What you will do:
Would you print the whole listing again, word for word?

Available data:

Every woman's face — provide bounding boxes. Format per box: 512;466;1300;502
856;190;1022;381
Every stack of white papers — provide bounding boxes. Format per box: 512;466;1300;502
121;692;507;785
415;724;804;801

Written reply:
Every woman's face — provide bounding boxes. Format per box: 512;466;1300;502
856;190;1022;381
Every stack of white papers — provide bounding boxes. Format per box: 512;466;1300;502
121;692;507;785
415;724;804;801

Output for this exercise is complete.